▸ **PROBLEM DETAILS**:
Pick out each line below that contains the word "macarons", and copy those lines unchanged.

▸ **RECORDS SUPPLIED**:
####

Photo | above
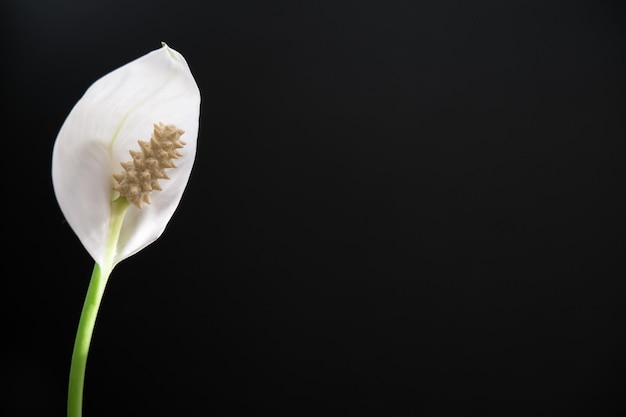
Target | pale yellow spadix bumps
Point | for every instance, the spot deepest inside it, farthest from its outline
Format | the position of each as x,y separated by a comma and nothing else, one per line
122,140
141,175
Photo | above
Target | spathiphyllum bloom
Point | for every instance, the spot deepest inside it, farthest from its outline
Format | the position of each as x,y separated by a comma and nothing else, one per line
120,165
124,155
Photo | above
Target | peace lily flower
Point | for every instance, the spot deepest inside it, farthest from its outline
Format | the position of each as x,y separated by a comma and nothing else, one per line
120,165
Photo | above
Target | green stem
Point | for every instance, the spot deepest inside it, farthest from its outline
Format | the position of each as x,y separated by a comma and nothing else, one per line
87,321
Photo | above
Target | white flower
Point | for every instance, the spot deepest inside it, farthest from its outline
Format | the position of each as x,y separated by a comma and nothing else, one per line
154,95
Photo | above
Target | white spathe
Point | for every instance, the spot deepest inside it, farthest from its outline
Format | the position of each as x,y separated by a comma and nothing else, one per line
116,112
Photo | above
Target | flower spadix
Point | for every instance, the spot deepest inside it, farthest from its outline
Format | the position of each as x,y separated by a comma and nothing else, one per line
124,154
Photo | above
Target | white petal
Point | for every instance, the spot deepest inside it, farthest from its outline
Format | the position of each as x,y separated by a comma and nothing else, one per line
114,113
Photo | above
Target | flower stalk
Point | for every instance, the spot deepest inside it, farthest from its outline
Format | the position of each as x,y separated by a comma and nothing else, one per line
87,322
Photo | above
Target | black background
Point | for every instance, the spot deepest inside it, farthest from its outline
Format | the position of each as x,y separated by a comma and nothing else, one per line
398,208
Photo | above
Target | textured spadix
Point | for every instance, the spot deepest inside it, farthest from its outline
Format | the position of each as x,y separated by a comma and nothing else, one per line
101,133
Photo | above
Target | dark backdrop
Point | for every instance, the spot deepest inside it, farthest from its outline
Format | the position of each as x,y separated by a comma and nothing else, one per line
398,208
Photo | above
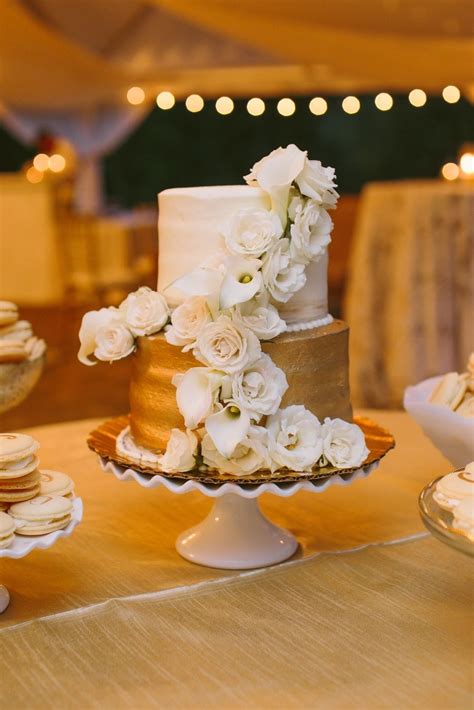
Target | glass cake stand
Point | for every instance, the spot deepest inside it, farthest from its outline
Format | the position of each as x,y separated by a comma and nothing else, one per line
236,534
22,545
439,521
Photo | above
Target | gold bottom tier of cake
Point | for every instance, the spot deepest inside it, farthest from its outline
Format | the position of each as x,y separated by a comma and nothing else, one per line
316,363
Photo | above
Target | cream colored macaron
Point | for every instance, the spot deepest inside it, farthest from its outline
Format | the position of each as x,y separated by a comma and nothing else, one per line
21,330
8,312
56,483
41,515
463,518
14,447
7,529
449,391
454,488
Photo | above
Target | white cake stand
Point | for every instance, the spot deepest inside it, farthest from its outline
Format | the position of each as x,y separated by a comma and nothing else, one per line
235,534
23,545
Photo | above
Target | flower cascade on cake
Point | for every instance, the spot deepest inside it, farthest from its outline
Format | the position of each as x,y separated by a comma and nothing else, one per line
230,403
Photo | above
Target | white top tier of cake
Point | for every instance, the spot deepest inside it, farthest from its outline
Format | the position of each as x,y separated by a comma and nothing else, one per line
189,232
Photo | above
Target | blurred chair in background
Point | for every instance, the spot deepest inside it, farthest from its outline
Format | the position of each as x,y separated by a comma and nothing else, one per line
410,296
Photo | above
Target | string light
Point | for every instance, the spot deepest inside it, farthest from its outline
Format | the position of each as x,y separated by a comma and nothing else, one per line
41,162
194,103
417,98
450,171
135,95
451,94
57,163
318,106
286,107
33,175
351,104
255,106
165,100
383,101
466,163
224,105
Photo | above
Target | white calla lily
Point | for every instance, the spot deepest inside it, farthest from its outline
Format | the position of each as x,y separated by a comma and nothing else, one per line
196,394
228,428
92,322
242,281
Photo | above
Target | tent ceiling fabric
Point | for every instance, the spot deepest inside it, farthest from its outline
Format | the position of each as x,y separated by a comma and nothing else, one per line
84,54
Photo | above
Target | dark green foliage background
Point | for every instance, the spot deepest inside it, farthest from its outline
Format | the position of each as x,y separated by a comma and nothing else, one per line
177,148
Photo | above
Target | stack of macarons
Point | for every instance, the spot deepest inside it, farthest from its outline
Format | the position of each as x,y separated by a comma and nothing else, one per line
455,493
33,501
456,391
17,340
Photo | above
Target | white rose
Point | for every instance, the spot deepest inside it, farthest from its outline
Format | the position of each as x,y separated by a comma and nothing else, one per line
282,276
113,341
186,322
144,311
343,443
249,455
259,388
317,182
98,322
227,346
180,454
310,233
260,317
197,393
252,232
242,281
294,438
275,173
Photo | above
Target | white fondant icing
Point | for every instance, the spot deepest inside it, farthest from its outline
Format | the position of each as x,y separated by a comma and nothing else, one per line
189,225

####

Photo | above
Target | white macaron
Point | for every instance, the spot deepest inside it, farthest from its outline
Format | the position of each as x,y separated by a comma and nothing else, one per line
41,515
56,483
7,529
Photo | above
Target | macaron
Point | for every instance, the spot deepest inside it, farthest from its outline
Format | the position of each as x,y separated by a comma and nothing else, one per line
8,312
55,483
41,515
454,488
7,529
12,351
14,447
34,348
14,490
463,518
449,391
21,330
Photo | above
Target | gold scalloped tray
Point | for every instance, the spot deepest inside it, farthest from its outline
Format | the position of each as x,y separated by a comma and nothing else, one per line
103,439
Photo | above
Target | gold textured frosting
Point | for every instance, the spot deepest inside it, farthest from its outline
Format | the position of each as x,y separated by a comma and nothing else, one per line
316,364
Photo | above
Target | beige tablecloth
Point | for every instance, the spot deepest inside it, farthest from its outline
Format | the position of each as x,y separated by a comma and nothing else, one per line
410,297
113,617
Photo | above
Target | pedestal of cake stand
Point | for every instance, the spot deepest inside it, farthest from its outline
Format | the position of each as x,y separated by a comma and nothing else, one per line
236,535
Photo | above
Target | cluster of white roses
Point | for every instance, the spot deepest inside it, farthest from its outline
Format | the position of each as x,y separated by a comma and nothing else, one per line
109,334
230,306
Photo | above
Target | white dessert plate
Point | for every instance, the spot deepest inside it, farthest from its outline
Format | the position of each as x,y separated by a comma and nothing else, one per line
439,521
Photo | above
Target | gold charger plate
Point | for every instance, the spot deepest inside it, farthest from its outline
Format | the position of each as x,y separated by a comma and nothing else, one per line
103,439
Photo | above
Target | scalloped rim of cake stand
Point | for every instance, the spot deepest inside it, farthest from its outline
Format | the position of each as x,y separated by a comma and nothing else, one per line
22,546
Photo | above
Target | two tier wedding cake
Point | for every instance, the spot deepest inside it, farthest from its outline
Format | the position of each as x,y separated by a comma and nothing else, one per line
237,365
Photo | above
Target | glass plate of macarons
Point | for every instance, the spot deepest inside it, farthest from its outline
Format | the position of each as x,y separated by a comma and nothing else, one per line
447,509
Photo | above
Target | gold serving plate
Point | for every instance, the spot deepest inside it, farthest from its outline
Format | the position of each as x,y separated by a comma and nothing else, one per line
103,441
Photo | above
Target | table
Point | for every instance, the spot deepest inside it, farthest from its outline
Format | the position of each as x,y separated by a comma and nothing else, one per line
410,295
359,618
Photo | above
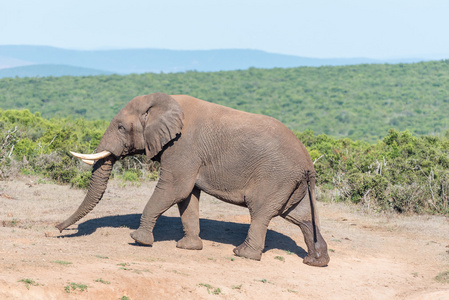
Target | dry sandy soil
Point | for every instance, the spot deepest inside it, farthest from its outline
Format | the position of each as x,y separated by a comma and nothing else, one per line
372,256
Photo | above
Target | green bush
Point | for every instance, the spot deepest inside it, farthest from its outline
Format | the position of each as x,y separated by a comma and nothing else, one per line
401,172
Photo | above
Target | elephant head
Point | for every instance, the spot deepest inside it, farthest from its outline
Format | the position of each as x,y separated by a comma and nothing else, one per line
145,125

####

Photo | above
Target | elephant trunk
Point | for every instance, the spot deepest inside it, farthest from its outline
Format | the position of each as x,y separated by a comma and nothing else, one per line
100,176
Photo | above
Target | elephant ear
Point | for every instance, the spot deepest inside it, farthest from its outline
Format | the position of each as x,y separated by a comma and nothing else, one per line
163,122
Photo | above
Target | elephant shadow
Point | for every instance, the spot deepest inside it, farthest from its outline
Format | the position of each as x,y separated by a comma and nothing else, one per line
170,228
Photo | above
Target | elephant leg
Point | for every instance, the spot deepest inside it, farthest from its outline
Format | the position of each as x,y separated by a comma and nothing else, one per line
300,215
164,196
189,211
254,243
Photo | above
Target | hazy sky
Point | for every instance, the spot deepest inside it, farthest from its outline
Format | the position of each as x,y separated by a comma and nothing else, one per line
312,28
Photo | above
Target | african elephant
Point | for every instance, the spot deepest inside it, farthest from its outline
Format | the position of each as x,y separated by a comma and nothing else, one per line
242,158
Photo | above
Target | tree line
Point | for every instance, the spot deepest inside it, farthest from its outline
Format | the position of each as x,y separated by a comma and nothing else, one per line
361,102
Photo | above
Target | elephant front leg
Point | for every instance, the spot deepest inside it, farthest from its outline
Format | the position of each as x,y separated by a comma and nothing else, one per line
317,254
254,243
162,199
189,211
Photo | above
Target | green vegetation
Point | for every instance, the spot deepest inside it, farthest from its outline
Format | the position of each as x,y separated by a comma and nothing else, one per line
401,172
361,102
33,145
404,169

####

▸ **CORRECT RESULT**:
Target | stack of macarons
Target | glass plate of macarons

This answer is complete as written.